_WHAT TO WORK ON_: Copy the stored items word for word, from the first line through the line that contains "[0,457,312,669]", including that line.

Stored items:
--
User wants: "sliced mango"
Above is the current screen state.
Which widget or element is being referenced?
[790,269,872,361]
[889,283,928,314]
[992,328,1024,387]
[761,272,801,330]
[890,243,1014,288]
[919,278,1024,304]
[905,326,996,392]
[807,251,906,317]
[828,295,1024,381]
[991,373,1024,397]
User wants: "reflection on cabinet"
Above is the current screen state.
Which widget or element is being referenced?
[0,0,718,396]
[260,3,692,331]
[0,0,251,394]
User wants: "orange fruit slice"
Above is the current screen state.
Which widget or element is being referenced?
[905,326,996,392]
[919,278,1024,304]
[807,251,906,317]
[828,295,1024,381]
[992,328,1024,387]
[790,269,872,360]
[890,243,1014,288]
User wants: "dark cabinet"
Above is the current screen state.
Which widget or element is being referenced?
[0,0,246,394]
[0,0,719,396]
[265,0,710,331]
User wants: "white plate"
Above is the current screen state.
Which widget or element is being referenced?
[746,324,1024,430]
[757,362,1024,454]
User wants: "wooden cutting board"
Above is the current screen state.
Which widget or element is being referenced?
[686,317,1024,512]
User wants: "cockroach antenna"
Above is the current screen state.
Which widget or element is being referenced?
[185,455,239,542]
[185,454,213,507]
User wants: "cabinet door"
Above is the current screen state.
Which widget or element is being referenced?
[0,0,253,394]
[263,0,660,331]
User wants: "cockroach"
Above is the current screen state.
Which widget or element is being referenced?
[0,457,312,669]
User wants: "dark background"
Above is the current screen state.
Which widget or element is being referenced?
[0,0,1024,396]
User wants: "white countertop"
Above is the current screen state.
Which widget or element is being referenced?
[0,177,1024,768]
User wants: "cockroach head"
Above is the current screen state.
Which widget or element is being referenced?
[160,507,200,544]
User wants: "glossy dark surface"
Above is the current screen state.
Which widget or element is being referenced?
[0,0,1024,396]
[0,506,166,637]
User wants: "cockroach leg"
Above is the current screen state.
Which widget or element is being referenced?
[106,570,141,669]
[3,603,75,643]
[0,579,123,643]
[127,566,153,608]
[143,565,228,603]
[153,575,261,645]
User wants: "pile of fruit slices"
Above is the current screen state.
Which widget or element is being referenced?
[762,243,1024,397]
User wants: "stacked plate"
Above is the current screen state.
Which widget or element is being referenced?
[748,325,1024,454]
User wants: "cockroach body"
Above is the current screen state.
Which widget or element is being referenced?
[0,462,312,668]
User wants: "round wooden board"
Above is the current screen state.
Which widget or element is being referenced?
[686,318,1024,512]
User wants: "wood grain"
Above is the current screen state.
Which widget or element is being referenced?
--
_FINAL ANSWER_:
User wants: "sliced mango"
Above is the current screen state.
Which widget or element is being referenced?
[790,269,872,361]
[889,283,928,314]
[992,328,1024,387]
[761,272,801,330]
[890,243,1014,288]
[919,278,1024,304]
[905,326,996,392]
[807,251,906,317]
[828,295,1024,381]
[991,373,1024,397]
User wants: "reflection on cabinet"
Above is the current screen state.
Which widget or element is being referenced?
[0,0,718,396]
[260,3,692,331]
[0,0,251,394]
User wants: "orange fruit slice"
Above is the current screen state.
Which widget or element is being referenced?
[905,326,996,392]
[919,278,1024,304]
[807,251,906,317]
[828,295,1024,381]
[992,328,1024,387]
[790,269,872,360]
[890,243,1014,288]
User wants: "dark cabinet"
Above is the current screen state.
Which widget or element is being referenced?
[0,0,246,394]
[0,0,719,396]
[265,0,710,331]
User wants: "white plate"
Above is the current screen state.
Which widget or element is being referenced?
[746,324,1024,430]
[757,362,1024,454]
User wants: "wooden cutting board"
Above is the current screen state.
Which widget or element is being referenced?
[686,317,1024,512]
User wants: "cockroach antenna"
Above is the current screen state.
Which widget or element is being referenced?
[185,455,239,542]
[185,454,213,507]
User wants: "cabinet door"
Above is the current screen state.
Which widget or element is being referenced?
[0,0,253,394]
[263,0,660,331]
User wants: "cockroach"
Above is the current screen state.
Which widget or element is being referenced?
[0,457,312,669]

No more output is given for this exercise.